Excerpt:

--- --- ---

# Sick from your tortoise?



## DanaRae60 (Mar 20, 2012)

Have read you can get sick from handling a turtle. Does anyone know if you can get sick from a tortoise? I have visited and held ours at the breeder every weekend for the past 3 weeks, but suddenly came down with flu-like symptoms 24 hours after our last visit on Sunday. Could be purely coincidence, but I just thought I'd check with all of you. Ours is a 2 year old Star.


----------



## Laura (Mar 20, 2012)

salmonella is possible.. but its everywhere..


----------



## Tom (Mar 20, 2012)

Turtles and tortoises can carry salmonella. It is physically possible that you picked up this bacteria from handling one. However it is much more likely that you picked up a virus from a door handle, a keyboard or breathing the air while out in public...

While it is physically possible, I have never seen one single case of a person getting sick from touching a tortoise.


----------



## ALDABRAMAN (Mar 20, 2012)

Laura said:


> salmonella is possible.. but its everywhere..



 Wash you hands and should be no issue.


----------



## dmmj (Mar 21, 2012)

Tiny partial list of thing with salmonella Money, eggs, almost everything under the sun. While it is possible there is no way to tell for sure ( as far as I know) Basic hygiene should eliminate most possibilities. ( I wash my hands after every time I handle my tortoises)


----------



## Jacqui (Mar 21, 2012)

dmmj said:


> Tiny partial list of thing with salmonella Money, eggs, almost everything under the sun. While it is possible there is no way to tell for sure ( as far as I know) Basic hygiene should eliminate most possibilities. ( I wash my hands after every time I handle my tortoises)



I have to agree with David on this one. Wash your hands and oh, don't put the tortoise in your mouth or drink his dirty bath water.


----------



## StudentoftheReptile (Mar 21, 2012)

In addition to washing hands, etc...Don't eat the tortoise's poop. Don't lick the tortoise's butt. Don't drink the tortoises' urine. Etc etc....essentially, use common sense and practice good hygiene.

It's amazing how so many people freak out over the Salmonella thing (not saying you are, DanaRae).


----------



## Angi (Mar 21, 2012)

While we are on the subject. What about dogs? Can they get sick from drinking out of the torts soak dish or eating extra Muzuri left in the tort bowl? I ask this because my dog stalks the Muzuri bowl until I turn my back. He has also been known to take a drink if I don't pick the soak bowls up right away.

--- --- ---

Natural-language region descriptions:
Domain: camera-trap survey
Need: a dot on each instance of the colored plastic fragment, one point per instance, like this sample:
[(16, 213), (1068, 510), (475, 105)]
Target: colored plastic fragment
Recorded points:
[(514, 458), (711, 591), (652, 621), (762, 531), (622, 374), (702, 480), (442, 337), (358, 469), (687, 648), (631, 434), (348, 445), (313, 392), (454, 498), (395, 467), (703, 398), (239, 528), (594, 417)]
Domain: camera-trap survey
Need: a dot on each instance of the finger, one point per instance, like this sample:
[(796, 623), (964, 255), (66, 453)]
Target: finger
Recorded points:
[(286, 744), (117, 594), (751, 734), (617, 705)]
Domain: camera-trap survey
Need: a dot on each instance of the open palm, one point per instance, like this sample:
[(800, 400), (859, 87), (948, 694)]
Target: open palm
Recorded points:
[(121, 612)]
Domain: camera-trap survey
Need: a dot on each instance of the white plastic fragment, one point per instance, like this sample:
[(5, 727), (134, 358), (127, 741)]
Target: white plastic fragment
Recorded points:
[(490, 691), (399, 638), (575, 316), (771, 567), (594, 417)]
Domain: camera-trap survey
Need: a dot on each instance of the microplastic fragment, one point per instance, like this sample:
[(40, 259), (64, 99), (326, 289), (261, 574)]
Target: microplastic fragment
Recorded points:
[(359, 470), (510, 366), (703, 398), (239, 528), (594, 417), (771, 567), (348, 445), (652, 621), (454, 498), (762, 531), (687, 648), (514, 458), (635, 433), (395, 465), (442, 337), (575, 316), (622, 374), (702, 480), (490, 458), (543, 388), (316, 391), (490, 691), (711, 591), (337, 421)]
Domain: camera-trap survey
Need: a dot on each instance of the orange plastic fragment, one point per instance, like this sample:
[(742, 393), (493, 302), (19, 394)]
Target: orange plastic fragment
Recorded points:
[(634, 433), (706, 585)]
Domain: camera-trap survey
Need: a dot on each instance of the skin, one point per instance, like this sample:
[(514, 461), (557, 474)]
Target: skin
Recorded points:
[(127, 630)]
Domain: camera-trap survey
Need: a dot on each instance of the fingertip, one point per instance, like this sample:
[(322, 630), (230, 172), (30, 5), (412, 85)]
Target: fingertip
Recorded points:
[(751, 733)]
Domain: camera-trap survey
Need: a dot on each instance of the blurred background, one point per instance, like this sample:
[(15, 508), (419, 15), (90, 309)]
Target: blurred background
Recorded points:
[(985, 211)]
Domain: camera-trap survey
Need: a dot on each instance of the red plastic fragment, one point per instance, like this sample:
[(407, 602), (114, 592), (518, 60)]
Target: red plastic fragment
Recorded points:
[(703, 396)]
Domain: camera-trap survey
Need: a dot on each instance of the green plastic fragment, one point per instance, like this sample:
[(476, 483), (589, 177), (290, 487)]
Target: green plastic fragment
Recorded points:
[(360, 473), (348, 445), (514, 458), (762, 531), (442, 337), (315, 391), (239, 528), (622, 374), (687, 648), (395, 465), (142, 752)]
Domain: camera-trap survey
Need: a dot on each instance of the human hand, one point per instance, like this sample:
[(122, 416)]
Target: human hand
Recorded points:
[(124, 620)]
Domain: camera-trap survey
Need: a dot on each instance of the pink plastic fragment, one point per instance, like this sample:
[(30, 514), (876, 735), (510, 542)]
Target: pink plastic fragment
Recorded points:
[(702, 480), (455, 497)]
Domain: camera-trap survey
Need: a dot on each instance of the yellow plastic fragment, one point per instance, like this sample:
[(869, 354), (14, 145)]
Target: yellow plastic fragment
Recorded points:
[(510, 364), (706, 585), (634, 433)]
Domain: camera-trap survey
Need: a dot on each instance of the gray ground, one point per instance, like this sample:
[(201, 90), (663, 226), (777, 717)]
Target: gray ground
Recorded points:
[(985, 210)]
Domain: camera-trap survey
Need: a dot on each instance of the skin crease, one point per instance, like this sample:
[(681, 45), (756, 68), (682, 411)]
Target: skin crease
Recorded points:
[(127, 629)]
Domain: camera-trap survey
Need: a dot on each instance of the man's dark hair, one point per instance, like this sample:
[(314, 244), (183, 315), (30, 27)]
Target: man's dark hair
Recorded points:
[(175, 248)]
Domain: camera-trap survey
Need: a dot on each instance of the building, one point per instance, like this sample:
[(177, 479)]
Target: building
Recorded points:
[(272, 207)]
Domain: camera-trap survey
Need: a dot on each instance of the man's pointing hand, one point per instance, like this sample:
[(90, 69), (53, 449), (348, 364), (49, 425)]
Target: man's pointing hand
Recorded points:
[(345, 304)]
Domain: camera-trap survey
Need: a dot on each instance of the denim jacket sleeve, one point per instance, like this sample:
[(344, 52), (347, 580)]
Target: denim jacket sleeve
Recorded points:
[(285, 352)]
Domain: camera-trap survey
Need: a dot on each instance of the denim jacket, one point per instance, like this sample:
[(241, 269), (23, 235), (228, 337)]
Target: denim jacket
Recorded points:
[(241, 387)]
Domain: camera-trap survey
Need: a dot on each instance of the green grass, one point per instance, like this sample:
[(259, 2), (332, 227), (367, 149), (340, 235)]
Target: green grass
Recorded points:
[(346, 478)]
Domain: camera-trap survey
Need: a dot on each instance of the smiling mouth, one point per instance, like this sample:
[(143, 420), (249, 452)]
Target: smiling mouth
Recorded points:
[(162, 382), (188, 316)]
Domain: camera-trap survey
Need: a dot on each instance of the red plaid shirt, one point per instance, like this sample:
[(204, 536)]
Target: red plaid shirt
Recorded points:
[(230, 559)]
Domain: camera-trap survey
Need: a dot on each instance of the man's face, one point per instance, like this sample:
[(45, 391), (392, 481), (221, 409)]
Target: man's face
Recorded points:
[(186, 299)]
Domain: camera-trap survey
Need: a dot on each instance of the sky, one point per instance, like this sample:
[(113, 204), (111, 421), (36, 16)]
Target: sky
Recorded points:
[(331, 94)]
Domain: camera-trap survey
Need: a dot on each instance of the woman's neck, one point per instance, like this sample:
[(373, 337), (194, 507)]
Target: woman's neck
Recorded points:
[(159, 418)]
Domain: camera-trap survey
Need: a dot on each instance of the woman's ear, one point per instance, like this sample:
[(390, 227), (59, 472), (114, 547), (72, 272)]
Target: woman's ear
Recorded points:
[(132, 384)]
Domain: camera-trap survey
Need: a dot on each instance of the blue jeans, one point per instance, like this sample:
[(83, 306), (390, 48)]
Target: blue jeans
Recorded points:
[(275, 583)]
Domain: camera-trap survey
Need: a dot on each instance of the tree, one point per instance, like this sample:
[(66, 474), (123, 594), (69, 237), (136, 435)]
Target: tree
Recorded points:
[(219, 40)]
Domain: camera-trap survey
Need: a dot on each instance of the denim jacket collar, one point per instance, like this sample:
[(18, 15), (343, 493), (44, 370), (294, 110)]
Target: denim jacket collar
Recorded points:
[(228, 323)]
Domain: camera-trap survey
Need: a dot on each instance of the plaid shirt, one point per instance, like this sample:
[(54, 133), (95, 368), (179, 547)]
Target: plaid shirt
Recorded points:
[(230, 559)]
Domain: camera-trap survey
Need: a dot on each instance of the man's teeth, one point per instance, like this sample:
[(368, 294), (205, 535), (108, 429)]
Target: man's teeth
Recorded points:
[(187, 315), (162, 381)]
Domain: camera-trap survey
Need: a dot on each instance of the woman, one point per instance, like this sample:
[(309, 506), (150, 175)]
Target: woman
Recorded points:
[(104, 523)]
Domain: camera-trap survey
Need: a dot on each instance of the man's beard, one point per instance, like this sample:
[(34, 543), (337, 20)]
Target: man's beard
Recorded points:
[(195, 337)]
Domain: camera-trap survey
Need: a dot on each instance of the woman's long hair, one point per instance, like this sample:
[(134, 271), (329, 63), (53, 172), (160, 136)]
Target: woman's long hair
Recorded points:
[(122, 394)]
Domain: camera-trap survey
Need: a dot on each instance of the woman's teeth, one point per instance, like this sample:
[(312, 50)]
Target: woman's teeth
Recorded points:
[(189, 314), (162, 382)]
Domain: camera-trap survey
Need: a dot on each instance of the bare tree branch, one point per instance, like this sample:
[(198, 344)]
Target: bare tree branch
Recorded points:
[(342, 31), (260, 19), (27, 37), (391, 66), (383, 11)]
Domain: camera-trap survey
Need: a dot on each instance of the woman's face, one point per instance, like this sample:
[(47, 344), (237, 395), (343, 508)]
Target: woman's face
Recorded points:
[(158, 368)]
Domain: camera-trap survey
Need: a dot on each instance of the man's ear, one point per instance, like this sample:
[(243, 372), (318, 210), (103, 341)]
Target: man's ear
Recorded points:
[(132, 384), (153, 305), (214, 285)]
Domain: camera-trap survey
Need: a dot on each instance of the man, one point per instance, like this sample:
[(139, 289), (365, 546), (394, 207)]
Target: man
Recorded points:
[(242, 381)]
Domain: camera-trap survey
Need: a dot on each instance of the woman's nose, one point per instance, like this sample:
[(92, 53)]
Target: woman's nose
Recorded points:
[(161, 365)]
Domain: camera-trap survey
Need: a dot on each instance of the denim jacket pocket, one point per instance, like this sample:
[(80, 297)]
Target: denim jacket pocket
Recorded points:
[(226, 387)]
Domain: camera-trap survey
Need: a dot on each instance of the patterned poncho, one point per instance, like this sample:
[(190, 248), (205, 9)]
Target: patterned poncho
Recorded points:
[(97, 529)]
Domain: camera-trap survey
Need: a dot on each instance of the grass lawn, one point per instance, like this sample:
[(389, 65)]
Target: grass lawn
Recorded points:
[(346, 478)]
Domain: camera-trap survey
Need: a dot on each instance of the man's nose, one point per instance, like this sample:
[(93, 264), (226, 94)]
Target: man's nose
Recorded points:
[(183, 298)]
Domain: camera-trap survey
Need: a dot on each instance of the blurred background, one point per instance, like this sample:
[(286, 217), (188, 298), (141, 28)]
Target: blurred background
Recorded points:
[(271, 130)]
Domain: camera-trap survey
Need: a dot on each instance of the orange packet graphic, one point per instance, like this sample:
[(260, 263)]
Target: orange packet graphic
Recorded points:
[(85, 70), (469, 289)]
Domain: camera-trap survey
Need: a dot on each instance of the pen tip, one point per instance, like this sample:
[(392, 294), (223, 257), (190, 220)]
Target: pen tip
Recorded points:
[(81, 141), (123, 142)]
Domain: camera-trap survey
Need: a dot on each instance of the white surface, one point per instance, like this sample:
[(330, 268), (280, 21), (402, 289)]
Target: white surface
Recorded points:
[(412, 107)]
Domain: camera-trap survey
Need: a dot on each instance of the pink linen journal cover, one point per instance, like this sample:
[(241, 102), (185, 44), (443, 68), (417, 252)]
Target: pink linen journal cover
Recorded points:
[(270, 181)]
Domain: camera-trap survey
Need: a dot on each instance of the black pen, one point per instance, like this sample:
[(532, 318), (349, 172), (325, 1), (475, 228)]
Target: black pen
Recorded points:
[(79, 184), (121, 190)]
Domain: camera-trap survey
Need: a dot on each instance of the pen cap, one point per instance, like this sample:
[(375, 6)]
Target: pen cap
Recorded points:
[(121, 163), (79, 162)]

--- --- ---

Exercise description:
Summarize the forum thread about getting sick from a tortoise in two sentences. These records were drawn from a separate source.

Response to the exercise:
A poster asks whether handling a 2-year-old Star tortoise could explain flu-like symptoms that began 24 hours after the last visit to it at the breeder. Replies say turtles and tortoises can carry salmonella but it is almost everywhere, a virus picked up in public is much more likely, and washing hands and basic hygiene should prevent problems.